• [Objective]:
Copy out everything in the material below, from the line containing "Target: truck headlight" down to the line containing "270], [266, 270]]", both included, and leave out any pictures.

- - - - - - -

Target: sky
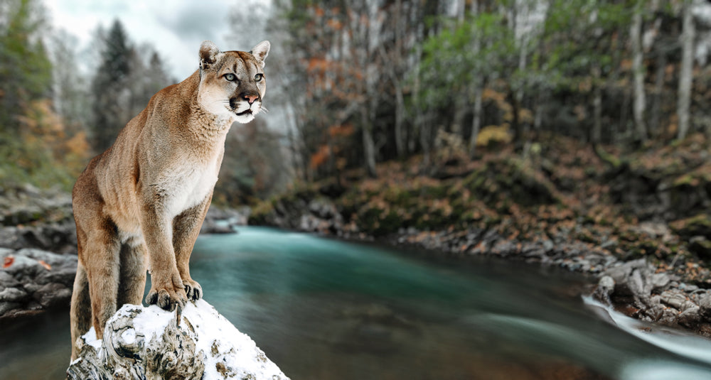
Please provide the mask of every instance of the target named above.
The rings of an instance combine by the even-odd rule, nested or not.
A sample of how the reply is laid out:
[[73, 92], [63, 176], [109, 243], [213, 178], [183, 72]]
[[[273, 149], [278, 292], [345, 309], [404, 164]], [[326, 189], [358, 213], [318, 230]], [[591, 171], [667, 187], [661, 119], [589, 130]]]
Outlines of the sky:
[[[250, 8], [252, 1], [240, 0], [44, 0], [50, 23], [64, 29], [79, 40], [77, 50], [90, 48], [99, 25], [108, 29], [114, 20], [124, 24], [131, 40], [140, 45], [150, 43], [163, 58], [167, 68], [178, 80], [193, 73], [198, 66], [198, 50], [205, 40], [222, 50], [250, 50], [264, 39], [230, 36], [230, 12], [237, 6]], [[261, 1], [269, 3], [269, 1]], [[235, 46], [235, 40], [249, 45]]]

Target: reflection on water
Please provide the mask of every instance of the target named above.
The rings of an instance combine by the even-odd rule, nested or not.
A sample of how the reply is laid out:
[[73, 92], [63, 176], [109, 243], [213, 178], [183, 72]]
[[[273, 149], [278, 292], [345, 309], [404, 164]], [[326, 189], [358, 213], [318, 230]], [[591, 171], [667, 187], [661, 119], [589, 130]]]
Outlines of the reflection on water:
[[[638, 326], [615, 327], [585, 306], [582, 283], [566, 273], [412, 256], [244, 227], [201, 237], [191, 274], [205, 300], [294, 380], [711, 376], [698, 359], [708, 341], [683, 337], [699, 344], [690, 349], [703, 353], [697, 357], [670, 351], [676, 343], [664, 335], [652, 342], [632, 334], [643, 335]], [[0, 326], [0, 379], [61, 378], [67, 314], [32, 322], [38, 329]]]

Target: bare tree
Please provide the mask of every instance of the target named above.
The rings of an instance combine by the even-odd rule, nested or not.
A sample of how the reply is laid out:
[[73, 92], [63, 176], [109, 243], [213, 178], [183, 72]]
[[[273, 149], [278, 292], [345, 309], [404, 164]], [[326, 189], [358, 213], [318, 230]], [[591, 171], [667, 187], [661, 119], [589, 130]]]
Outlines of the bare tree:
[[642, 13], [641, 6], [643, 1], [637, 1], [634, 13], [632, 15], [632, 24], [630, 26], [630, 39], [632, 45], [632, 77], [634, 82], [634, 103], [632, 113], [634, 117], [634, 125], [636, 129], [637, 137], [644, 141], [647, 139], [647, 126], [644, 122], [645, 97], [644, 97], [644, 52], [642, 50]]
[[679, 129], [677, 139], [686, 137], [689, 132], [691, 105], [691, 89], [693, 69], [694, 65], [694, 38], [696, 31], [692, 14], [692, 0], [685, 0], [683, 12], [683, 28], [681, 33], [681, 67], [679, 72], [679, 92], [676, 114], [679, 118]]

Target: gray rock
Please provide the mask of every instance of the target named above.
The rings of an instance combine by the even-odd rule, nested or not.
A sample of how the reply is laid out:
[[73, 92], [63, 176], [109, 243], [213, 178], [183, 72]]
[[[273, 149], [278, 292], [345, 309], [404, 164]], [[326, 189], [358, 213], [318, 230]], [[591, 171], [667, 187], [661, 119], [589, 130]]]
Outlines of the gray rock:
[[677, 316], [677, 322], [680, 325], [689, 327], [698, 323], [701, 320], [701, 308], [695, 305], [687, 308]]
[[654, 273], [650, 278], [652, 291], [657, 292], [665, 289], [671, 283], [671, 278], [665, 273]]
[[69, 305], [76, 256], [2, 249], [0, 260], [0, 318]]
[[188, 304], [178, 318], [155, 305], [124, 305], [107, 322], [102, 340], [94, 334], [79, 338], [68, 379], [289, 379], [204, 300]]
[[615, 281], [609, 276], [603, 276], [597, 283], [597, 288], [593, 293], [593, 296], [599, 301], [605, 305], [611, 305], [610, 295], [615, 290]]
[[660, 296], [662, 303], [679, 310], [681, 310], [682, 305], [686, 302], [686, 296], [679, 291], [666, 291]]
[[707, 293], [699, 298], [699, 308], [701, 315], [707, 320], [711, 320], [711, 293]]

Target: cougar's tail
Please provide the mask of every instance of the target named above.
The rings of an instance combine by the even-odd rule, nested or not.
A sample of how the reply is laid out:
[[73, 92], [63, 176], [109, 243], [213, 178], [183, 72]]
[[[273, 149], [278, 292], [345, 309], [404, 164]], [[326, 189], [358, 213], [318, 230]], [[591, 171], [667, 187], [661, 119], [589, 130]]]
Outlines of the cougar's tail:
[[89, 279], [86, 269], [79, 263], [77, 276], [74, 278], [72, 306], [70, 311], [72, 325], [72, 360], [77, 359], [77, 339], [91, 328], [91, 300], [89, 298]]

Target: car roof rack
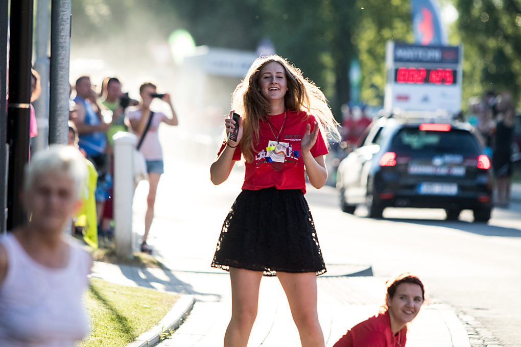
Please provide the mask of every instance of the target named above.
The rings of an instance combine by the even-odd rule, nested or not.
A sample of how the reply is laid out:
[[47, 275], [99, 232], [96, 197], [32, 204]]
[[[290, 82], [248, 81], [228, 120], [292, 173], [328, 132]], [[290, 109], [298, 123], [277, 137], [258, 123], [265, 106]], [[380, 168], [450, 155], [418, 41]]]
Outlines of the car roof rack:
[[[382, 115], [386, 117], [385, 115]], [[395, 108], [392, 112], [388, 112], [387, 117], [394, 118], [404, 123], [416, 123], [419, 121], [446, 123], [454, 120], [454, 115], [452, 113], [442, 109], [436, 111], [410, 111]]]

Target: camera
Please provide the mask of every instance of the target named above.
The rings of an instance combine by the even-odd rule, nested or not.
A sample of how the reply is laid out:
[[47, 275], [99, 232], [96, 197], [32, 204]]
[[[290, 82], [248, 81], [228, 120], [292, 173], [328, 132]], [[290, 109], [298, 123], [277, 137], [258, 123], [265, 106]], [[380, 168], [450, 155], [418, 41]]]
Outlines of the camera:
[[119, 106], [125, 110], [130, 105], [130, 98], [129, 93], [126, 93], [119, 98]]

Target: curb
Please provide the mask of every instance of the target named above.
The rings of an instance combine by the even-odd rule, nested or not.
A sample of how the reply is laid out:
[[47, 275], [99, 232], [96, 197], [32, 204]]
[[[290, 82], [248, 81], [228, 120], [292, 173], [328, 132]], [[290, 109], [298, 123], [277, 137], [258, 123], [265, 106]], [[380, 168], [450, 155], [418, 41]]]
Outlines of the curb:
[[157, 325], [138, 336], [134, 341], [127, 345], [127, 347], [151, 347], [156, 345], [159, 342], [162, 336], [179, 327], [182, 320], [192, 311], [195, 302], [193, 295], [181, 297]]

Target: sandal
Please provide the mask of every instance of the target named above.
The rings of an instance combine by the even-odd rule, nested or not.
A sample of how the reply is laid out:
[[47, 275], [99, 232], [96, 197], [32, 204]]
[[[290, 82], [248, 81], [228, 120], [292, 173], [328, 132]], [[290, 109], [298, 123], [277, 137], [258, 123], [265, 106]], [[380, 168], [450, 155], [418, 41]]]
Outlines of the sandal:
[[147, 254], [152, 254], [152, 250], [148, 248], [148, 245], [146, 244], [146, 242], [141, 243], [141, 252], [146, 253]]

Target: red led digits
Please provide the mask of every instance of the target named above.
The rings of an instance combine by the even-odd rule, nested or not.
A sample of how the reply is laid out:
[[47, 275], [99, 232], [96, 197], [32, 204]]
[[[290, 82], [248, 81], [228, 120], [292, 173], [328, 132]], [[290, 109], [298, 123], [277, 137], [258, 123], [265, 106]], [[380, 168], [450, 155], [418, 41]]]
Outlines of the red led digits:
[[427, 70], [423, 68], [418, 69], [418, 78], [416, 79], [416, 83], [418, 84], [423, 84], [425, 82], [425, 77], [427, 76]]
[[407, 68], [400, 68], [396, 76], [396, 81], [399, 83], [405, 83], [407, 82], [407, 75], [408, 70]]
[[399, 83], [422, 84], [426, 76], [427, 70], [423, 68], [400, 68], [396, 72], [396, 81]]
[[[445, 84], [450, 85], [454, 83], [454, 70], [452, 69], [430, 69], [423, 68], [401, 67], [396, 71], [396, 81], [399, 83], [408, 84]], [[426, 80], [429, 76], [429, 80]]]
[[446, 85], [452, 84], [454, 78], [452, 77], [452, 69], [445, 69], [445, 84]]

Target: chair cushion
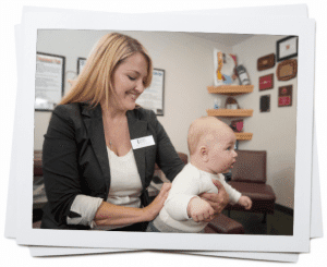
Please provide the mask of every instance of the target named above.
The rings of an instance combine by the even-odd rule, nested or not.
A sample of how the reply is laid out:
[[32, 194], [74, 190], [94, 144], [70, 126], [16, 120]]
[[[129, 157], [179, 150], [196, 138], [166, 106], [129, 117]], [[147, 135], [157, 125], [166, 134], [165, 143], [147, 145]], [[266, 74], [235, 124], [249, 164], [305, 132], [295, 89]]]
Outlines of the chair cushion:
[[244, 233], [243, 226], [223, 214], [216, 215], [205, 228], [205, 233]]
[[238, 158], [231, 170], [232, 181], [266, 183], [265, 150], [237, 150]]
[[276, 195], [268, 184], [230, 181], [229, 184], [249, 196], [252, 201], [276, 201]]
[[43, 151], [35, 150], [34, 151], [34, 175], [41, 177], [44, 175], [43, 171]]

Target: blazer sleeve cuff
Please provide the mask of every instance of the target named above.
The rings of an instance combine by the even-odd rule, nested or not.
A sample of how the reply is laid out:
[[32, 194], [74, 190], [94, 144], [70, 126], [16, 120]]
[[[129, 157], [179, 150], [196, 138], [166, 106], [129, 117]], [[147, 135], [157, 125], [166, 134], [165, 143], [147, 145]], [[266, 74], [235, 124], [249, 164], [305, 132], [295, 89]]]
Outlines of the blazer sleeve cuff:
[[76, 195], [70, 214], [66, 217], [68, 224], [82, 224], [94, 228], [94, 217], [102, 203], [102, 198], [87, 195]]

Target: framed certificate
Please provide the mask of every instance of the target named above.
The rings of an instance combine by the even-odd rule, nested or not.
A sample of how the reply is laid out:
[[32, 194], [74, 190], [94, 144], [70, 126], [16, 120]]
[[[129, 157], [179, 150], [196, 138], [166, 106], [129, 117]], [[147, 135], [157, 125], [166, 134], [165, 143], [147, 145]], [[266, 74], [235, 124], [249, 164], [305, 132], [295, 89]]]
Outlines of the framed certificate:
[[164, 116], [165, 70], [154, 69], [153, 82], [137, 98], [137, 104]]
[[77, 75], [82, 72], [85, 62], [86, 62], [85, 58], [77, 58]]
[[52, 111], [63, 95], [64, 61], [62, 56], [36, 53], [35, 110]]

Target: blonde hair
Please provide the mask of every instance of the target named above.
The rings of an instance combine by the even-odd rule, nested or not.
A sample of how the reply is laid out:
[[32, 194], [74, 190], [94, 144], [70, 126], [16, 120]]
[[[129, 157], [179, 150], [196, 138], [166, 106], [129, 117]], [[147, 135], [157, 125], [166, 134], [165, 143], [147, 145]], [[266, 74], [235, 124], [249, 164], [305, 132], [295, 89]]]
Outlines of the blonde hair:
[[216, 135], [217, 132], [223, 128], [230, 129], [216, 117], [202, 117], [193, 121], [187, 132], [187, 147], [190, 156], [196, 153], [196, 148], [199, 144], [208, 141], [207, 137], [210, 134]]
[[70, 92], [59, 105], [88, 101], [97, 106], [101, 100], [109, 100], [109, 93], [114, 93], [112, 77], [118, 65], [126, 58], [142, 53], [147, 61], [145, 88], [153, 78], [153, 62], [145, 48], [134, 38], [112, 33], [102, 36], [93, 48], [81, 74]]

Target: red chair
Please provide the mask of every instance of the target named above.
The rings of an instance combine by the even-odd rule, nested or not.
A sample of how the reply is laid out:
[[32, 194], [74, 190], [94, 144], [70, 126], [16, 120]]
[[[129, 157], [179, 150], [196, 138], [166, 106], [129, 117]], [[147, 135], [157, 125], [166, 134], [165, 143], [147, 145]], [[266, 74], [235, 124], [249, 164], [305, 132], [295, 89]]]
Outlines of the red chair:
[[266, 184], [267, 153], [262, 150], [237, 150], [238, 158], [231, 170], [229, 184], [252, 199], [252, 208], [246, 210], [242, 206], [228, 205], [228, 210], [242, 210], [264, 214], [263, 222], [267, 221], [267, 214], [274, 214], [276, 195], [270, 185]]

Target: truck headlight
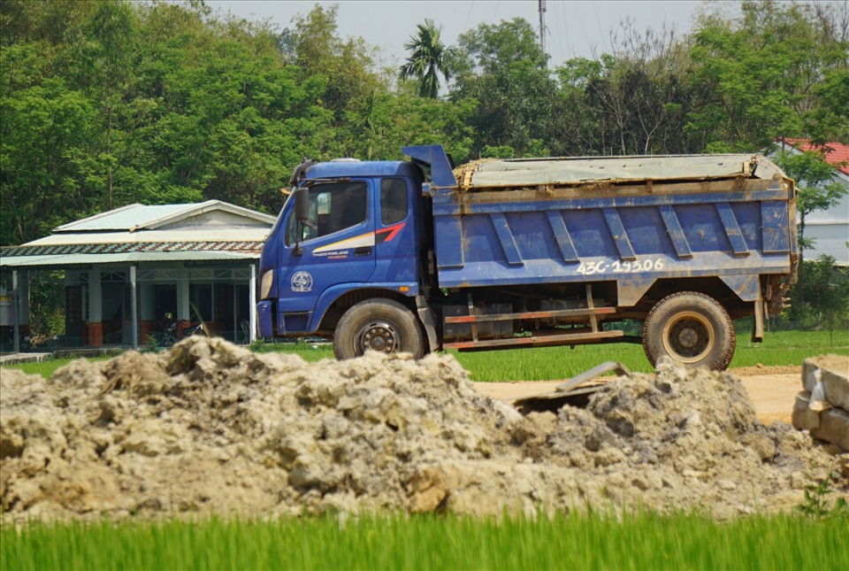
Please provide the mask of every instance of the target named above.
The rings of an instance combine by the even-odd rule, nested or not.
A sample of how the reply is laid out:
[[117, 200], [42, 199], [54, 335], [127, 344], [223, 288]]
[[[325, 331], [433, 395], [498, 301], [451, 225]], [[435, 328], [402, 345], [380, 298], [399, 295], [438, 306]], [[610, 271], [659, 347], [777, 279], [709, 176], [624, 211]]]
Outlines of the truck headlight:
[[259, 282], [259, 298], [265, 299], [274, 285], [274, 270], [266, 270]]

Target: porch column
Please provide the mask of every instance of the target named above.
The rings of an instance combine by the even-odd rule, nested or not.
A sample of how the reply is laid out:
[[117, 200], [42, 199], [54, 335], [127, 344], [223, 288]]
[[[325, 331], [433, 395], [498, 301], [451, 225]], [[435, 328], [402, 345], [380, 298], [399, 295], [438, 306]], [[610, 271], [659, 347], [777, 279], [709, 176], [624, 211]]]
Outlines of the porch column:
[[156, 300], [156, 288], [149, 281], [142, 280], [139, 282], [139, 336], [142, 343], [148, 342], [148, 336], [153, 335], [157, 315], [154, 310]]
[[103, 344], [103, 297], [99, 267], [88, 270], [88, 344]]
[[135, 282], [135, 266], [130, 266], [130, 322], [133, 327], [132, 341], [133, 349], [139, 348], [139, 307], [136, 300], [138, 288]]
[[187, 268], [180, 270], [180, 278], [177, 280], [177, 320], [188, 320], [188, 272]]
[[29, 327], [29, 271], [24, 270], [24, 274], [18, 282], [18, 323], [20, 328], [20, 334], [24, 336], [32, 335], [32, 329]]
[[250, 265], [250, 285], [248, 287], [249, 308], [250, 313], [250, 333], [249, 340], [250, 343], [256, 341], [256, 264]]
[[11, 334], [14, 336], [11, 340], [11, 350], [20, 352], [20, 307], [18, 304], [18, 298], [20, 292], [18, 290], [18, 270], [11, 271], [11, 314], [12, 328]]

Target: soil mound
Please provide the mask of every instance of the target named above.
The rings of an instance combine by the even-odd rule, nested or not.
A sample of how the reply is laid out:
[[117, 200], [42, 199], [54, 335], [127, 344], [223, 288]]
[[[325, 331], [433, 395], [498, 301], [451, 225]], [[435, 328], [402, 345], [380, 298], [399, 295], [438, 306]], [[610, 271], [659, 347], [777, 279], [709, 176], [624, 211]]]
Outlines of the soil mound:
[[7, 521], [638, 501], [727, 517], [789, 509], [835, 462], [761, 425], [736, 377], [665, 364], [528, 417], [449, 356], [308, 364], [199, 337], [0, 383]]

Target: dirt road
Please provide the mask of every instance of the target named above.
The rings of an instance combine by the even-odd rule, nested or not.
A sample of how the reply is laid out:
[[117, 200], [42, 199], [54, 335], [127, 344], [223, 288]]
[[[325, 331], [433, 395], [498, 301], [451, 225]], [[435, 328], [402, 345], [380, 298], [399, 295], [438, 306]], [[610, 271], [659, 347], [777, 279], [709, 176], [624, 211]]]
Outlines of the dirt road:
[[[800, 367], [746, 367], [730, 369], [740, 378], [761, 422], [790, 422], [796, 393], [802, 390]], [[492, 398], [512, 402], [521, 397], [554, 390], [562, 381], [475, 382], [475, 388]]]

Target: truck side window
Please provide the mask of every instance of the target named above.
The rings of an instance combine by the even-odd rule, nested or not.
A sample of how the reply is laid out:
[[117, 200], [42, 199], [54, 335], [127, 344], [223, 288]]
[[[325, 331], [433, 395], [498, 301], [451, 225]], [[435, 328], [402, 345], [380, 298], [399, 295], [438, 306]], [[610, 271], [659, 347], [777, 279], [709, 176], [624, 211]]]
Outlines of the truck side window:
[[[301, 225], [297, 242], [306, 242], [362, 224], [368, 212], [368, 188], [365, 182], [317, 184], [310, 189], [309, 217]], [[296, 240], [298, 225], [290, 211], [286, 225], [286, 244]]]
[[380, 181], [380, 222], [389, 226], [407, 218], [407, 183], [403, 179]]

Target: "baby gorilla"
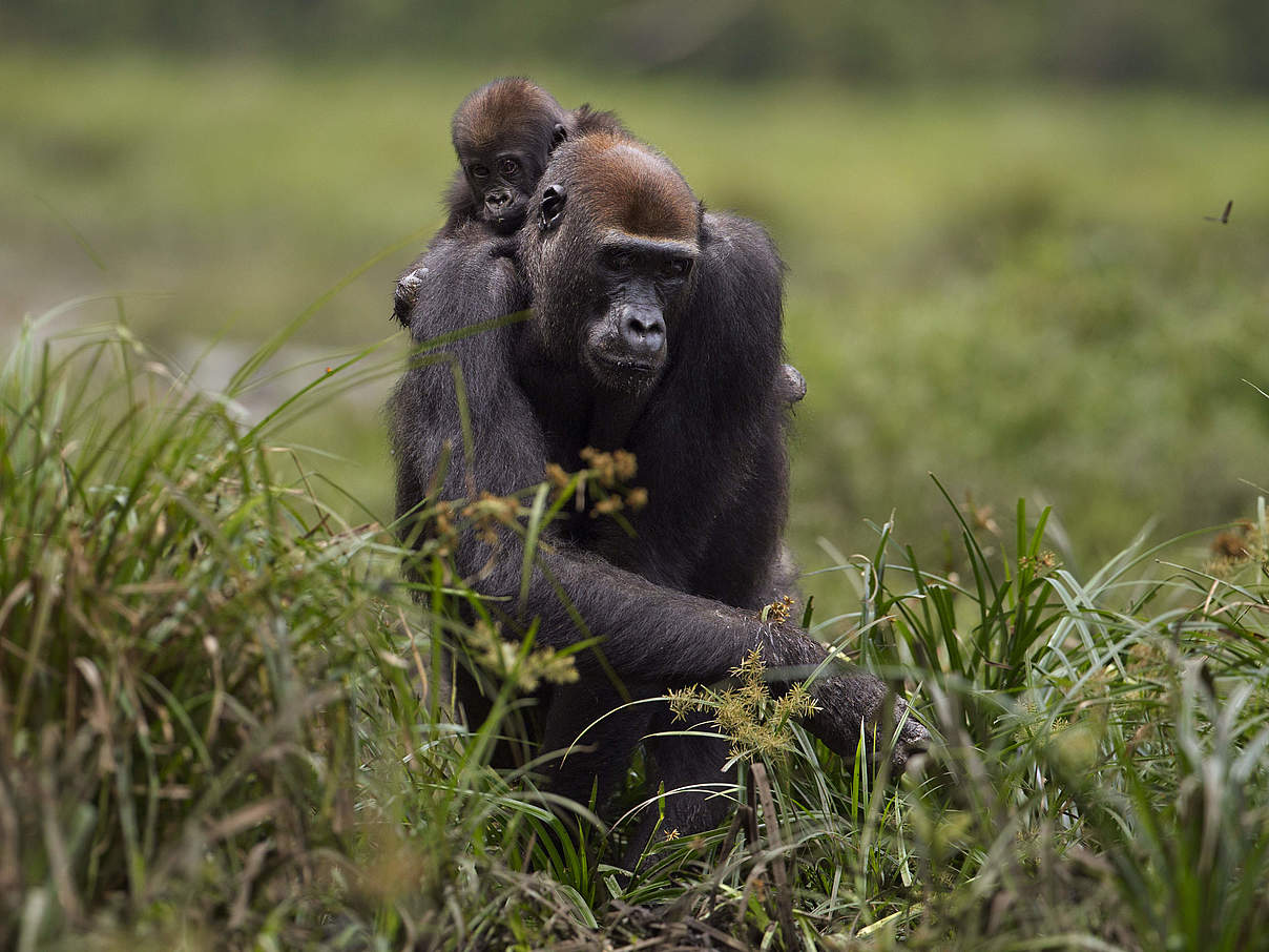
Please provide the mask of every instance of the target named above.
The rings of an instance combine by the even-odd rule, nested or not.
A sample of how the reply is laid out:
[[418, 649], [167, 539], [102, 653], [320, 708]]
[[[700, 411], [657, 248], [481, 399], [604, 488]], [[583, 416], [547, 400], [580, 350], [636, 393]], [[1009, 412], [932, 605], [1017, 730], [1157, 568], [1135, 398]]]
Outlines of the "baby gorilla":
[[[524, 223], [529, 197], [557, 145], [589, 132], [626, 132], [613, 113], [589, 104], [569, 112], [542, 86], [519, 76], [494, 80], [468, 95], [450, 128], [458, 173], [445, 194], [445, 225], [433, 244], [470, 222], [509, 237]], [[506, 255], [514, 245], [506, 241]], [[425, 274], [416, 261], [397, 282], [392, 316], [405, 326]]]

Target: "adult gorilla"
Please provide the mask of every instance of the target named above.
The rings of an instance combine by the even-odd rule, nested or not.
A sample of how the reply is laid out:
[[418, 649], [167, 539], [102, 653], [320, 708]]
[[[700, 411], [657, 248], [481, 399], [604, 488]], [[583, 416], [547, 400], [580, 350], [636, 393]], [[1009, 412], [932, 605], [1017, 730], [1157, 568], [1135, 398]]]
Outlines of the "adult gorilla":
[[[638, 461], [648, 501], [631, 514], [634, 534], [584, 514], [555, 524], [527, 602], [514, 533], [492, 547], [487, 536], [466, 533], [454, 552], [458, 571], [501, 597], [491, 604], [508, 612], [505, 630], [539, 618], [541, 644], [602, 638], [579, 656], [579, 684], [543, 692], [539, 737], [549, 751], [623, 696], [718, 682], [754, 649], [786, 678], [806, 677], [825, 649], [758, 614], [793, 585], [780, 542], [787, 399], [782, 265], [770, 240], [753, 222], [703, 212], [664, 156], [619, 135], [560, 146], [532, 208], [519, 232], [523, 267], [496, 256], [487, 235], [463, 230], [423, 261], [426, 281], [410, 314], [420, 341], [534, 308], [529, 321], [445, 345], [466, 385], [471, 452], [450, 362], [415, 362], [391, 411], [401, 515], [425, 499], [514, 493], [541, 481], [551, 462], [577, 468], [588, 446], [623, 447]], [[853, 758], [860, 724], [881, 720], [887, 692], [872, 675], [834, 670], [813, 687], [821, 710], [807, 726]], [[470, 710], [478, 708], [473, 687], [466, 691]], [[590, 749], [552, 768], [552, 788], [585, 802], [598, 783], [604, 800], [640, 739], [667, 721], [657, 704], [604, 721], [581, 739]], [[924, 740], [910, 718], [895, 764]], [[722, 741], [648, 744], [652, 784], [723, 779]], [[725, 809], [699, 790], [670, 796], [665, 825], [699, 830]]]

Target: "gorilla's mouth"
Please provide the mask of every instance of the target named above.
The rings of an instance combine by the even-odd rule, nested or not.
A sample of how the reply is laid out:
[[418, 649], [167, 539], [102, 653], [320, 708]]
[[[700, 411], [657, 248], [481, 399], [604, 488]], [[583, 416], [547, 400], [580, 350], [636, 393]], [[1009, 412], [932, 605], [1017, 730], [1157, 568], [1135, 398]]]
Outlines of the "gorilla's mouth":
[[618, 390], [638, 390], [655, 383], [665, 366], [664, 359], [634, 358], [603, 350], [591, 352], [586, 357], [595, 378]]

- - - - - - -

• [Result of the task]:
Target: truck headlight
Please provide the mask of every instance of the target named above.
The rings of an instance combine by the even-odd rule, nested or not.
A sample of how the reply is laid out:
[[117, 200], [42, 199], [54, 335], [127, 344], [223, 288]]
[[[325, 331], [433, 395], [498, 301], [451, 225]], [[435, 328], [402, 345], [380, 298], [399, 295], [438, 306]], [[610, 271], [659, 347], [777, 279], [709, 176], [624, 211]]]
Outlines of the truck headlight:
[[259, 282], [259, 298], [265, 299], [274, 285], [274, 270], [266, 270]]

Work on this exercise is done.